When you write out the records, keep every line exactly as it is.

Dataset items
= Beginning of Section =

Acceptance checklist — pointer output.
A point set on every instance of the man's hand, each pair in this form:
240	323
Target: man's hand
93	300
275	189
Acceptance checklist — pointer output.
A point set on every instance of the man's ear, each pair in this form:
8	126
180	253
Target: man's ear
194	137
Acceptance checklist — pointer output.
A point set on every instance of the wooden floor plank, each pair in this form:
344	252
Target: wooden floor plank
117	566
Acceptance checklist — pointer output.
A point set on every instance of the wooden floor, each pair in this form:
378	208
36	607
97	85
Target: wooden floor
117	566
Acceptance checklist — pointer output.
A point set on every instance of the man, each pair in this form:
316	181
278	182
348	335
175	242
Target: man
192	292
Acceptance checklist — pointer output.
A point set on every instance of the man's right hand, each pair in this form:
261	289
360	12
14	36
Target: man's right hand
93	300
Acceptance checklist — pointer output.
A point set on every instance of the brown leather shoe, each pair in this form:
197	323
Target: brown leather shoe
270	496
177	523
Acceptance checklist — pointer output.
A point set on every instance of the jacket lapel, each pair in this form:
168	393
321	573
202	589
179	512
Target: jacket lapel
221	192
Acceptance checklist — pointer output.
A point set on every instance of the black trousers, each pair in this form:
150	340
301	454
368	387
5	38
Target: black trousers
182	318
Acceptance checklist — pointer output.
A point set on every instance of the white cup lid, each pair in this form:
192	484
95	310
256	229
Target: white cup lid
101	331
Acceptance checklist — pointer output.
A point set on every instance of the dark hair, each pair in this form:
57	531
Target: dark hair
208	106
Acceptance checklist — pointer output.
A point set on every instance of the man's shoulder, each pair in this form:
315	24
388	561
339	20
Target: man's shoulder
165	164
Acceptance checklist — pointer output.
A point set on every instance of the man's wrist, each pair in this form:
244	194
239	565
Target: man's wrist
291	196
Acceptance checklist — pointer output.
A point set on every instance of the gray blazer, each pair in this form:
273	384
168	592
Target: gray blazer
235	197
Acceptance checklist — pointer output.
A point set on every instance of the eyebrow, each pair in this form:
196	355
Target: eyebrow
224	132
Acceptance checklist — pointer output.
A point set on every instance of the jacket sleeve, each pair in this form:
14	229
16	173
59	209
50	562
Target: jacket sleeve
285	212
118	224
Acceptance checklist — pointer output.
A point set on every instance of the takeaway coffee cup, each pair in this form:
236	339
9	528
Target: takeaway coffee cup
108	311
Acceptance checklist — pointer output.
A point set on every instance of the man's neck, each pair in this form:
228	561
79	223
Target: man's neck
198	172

= End of Section =

## [Response for this exercise]
Acceptance checklist — pointer output.
A point set on every instance of the man's hand, each pair in this form:
240	323
Target: man's hand
93	300
275	189
Acceptance checklist — pointer output.
A point set on every instance of the man's ear, each pair in this form:
8	126
180	253
Target: man's ear
194	137
Acceptance checklist — pointer output.
A point set on every instance of the wooden floor plank, each pair in this form:
344	252
Target: wooden floor plank
117	566
Acceptance checklist — pointer output.
A point set on every instance of the wooden floor, each pair in this form:
378	208
36	607
97	85
Target: wooden floor
117	566
Acceptance checklist — pointer output.
A point set on every instance of the man, each pair in this form:
316	181
278	182
348	335
175	242
Target: man
192	292
Acceptance checklist — pointer output.
A point set on every instance of the man's right hand, each pair in this form:
261	289
360	12
14	36
Target: man's right hand
93	300
Acceptance checklist — pointer output.
A point set on every instance of the brown leather shoe, each pair in this form:
197	323
Target: brown leather shoe
270	496
177	523
Acceptance checklist — pointer output.
A point set on every instance of the jacket lapel, each pair in this form:
168	393
321	573
202	589
179	512
Target: jacket lapel
221	192
Acceptance checklist — pointer output.
A point set on every instance of the black trousers, each pair in this form:
150	340
301	454
368	387
5	38
Target: black trousers
182	318
Acceptance checklist — pointer output.
A point set on every instance of the white cup lid, each pair in this form:
192	484
95	310
256	229
Target: white cup lid
101	331
Acceptance checklist — pointer output.
A point set on every instance of the dark hair, each pair in this form:
57	531
Target: dark hair
208	106
Acceptance checklist — pointer output.
A point set on every instance of the man's shoulder, each pair in this form:
315	24
388	561
339	20
Target: man's shoulder
165	164
Acceptance checklist — pointer output.
A point set on every instance of the man's wrist, each pair in this form:
244	194
239	565
Target: man's wrist
291	196
Acceptance checklist — pointer output.
A point set on every instance of the gray blazer, each pair in this form:
273	384
168	592
Target: gray blazer
235	197
Acceptance checklist — pointer output.
A point set on every instance of the eyebrow, each pair in this form:
196	355
Target: eyebrow
224	132
Acceptance checklist — pointer output.
A point set on every instance of the jacket sleeve, each pair in this form:
14	229
16	173
59	209
50	562
Target: jacket sleeve
285	212
118	224
Acceptance checklist — pointer output.
A point set on every instance of the takeaway coffee cup, each pair in this form:
236	339
9	528
Target: takeaway coffee cup
108	311
Acceptance checklist — pointer output.
A point set on every instance of the man's neck, each pair in this form:
228	561
79	223
Target: man's neck
198	172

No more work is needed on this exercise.